→ **Goal**
Copy out the lines below word for word, starting at the line with "of the skier" and ending with the line with "Target: pink knit hat", both included.

═══ Available data

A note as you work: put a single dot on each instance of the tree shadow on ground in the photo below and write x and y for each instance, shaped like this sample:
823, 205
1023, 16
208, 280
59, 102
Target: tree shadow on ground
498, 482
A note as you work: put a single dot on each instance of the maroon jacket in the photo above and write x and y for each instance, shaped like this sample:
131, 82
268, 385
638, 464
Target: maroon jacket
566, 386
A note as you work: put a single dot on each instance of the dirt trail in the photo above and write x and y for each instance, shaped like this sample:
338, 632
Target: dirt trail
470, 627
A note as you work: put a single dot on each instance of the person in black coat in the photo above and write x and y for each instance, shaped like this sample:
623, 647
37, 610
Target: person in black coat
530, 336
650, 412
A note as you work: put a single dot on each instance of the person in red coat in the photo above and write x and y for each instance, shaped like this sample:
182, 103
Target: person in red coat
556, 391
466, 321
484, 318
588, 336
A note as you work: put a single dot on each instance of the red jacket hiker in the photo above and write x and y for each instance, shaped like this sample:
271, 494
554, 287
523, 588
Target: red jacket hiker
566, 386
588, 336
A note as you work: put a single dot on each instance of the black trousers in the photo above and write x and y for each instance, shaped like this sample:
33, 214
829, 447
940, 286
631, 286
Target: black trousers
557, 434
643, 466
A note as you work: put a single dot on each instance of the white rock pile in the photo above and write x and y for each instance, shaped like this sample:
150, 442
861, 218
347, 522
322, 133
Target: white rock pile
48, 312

══════
═══ Available data

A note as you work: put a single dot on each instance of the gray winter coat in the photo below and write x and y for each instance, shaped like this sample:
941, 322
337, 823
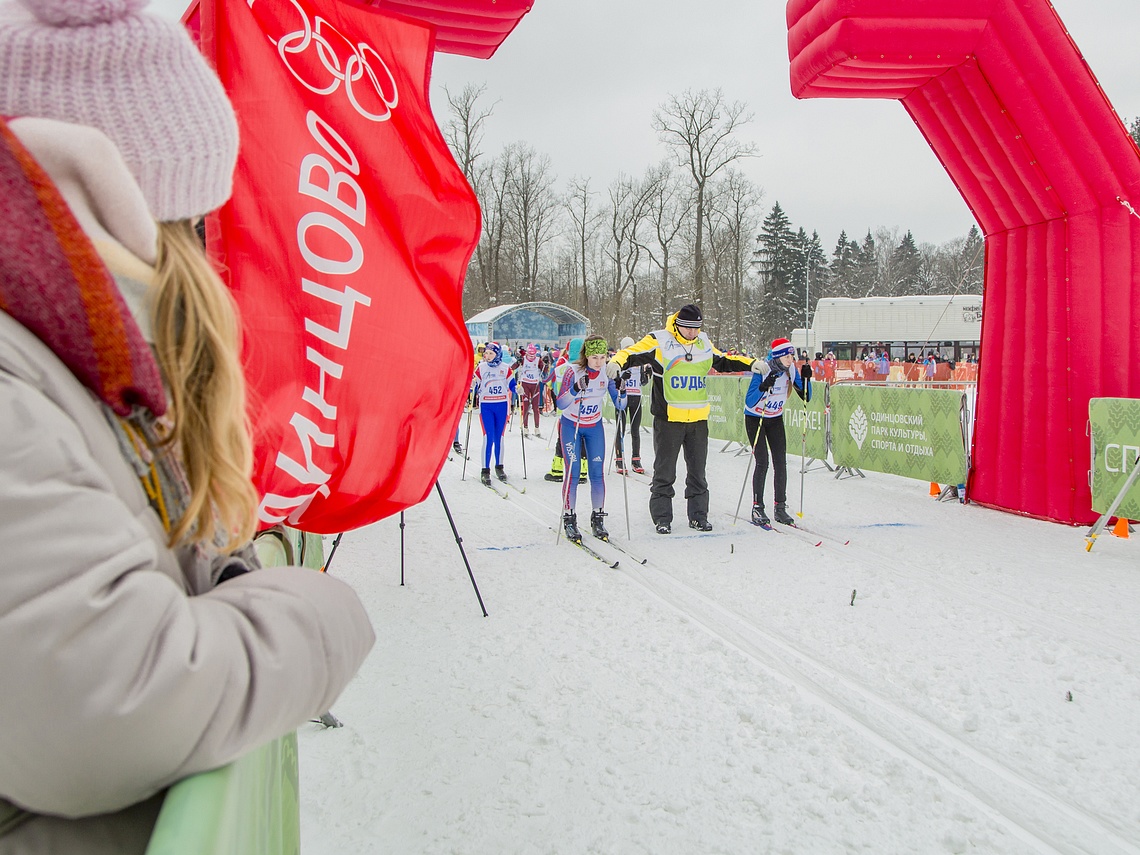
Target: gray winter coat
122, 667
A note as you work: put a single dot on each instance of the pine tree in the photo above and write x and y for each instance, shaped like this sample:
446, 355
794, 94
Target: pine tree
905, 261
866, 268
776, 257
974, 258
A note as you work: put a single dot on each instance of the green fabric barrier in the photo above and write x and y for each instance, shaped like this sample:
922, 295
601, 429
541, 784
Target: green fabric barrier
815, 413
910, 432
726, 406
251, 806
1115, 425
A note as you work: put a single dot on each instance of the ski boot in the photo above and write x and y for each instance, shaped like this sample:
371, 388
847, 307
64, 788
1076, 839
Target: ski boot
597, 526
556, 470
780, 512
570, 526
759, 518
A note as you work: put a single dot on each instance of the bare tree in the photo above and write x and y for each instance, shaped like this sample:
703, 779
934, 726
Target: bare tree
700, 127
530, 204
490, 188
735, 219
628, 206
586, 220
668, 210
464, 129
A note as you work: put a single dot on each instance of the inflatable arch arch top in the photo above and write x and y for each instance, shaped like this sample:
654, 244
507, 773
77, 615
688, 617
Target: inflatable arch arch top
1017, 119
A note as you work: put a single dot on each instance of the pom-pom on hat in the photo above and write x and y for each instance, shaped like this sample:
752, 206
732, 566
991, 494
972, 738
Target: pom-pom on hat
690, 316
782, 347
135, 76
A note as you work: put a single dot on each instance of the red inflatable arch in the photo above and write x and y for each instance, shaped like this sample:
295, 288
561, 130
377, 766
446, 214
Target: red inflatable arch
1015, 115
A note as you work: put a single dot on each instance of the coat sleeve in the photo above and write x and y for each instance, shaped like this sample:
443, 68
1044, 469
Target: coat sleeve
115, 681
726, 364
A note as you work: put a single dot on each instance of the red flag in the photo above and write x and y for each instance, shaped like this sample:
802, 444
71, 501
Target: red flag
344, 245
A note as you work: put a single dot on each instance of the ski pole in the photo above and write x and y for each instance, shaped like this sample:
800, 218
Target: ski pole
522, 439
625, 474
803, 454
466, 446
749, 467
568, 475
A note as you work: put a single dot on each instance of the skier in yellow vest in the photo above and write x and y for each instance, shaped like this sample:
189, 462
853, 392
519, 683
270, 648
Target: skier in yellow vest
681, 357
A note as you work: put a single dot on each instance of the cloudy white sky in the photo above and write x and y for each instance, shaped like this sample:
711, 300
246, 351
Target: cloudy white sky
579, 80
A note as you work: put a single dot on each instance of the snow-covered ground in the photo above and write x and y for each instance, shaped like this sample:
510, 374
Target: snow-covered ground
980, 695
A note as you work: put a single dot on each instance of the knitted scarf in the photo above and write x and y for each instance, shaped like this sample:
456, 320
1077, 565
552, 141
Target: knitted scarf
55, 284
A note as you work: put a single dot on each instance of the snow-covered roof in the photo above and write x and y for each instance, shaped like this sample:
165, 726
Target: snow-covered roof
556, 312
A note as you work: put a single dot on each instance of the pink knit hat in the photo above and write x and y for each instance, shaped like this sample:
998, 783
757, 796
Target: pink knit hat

══════

→ **Answer to this task**
A note as you work: put a single dot on each instance of the skier in yellow vest in the photo above and write x and y for each instance, shaped like this sample:
189, 462
853, 392
519, 683
270, 648
Target: skier in yellow vest
681, 357
A note as you work: put a single dot on each instance of the cloudy white sky in the photo above and write x and y for each instance, shaped like this sample:
711, 300
246, 351
Target: cloudy white sky
579, 80
A note as you work: put a single dot on each instance of the snow-covered ground in the photo above and write x and y for each instance, shaped like this sample:
510, 374
Target: snow-covered ground
980, 695
A note as you work: put a single dot on each instance of the knitted scarf in the photo above and write x and y for each instance, shaped like this sample:
456, 320
1077, 565
552, 141
Target: knitted scarf
55, 284
A note as you work: put a single dot on each instance of the snow-covered roof in the photo above and write x and y for each instance, shaped like this sample:
165, 726
Target: snow-covered roof
556, 312
A note as you work: put a single dot on each instance of the pink knit hat in the photo above and write x and y for each instance, shaped like this sample:
998, 783
757, 796
Target: pink knit hat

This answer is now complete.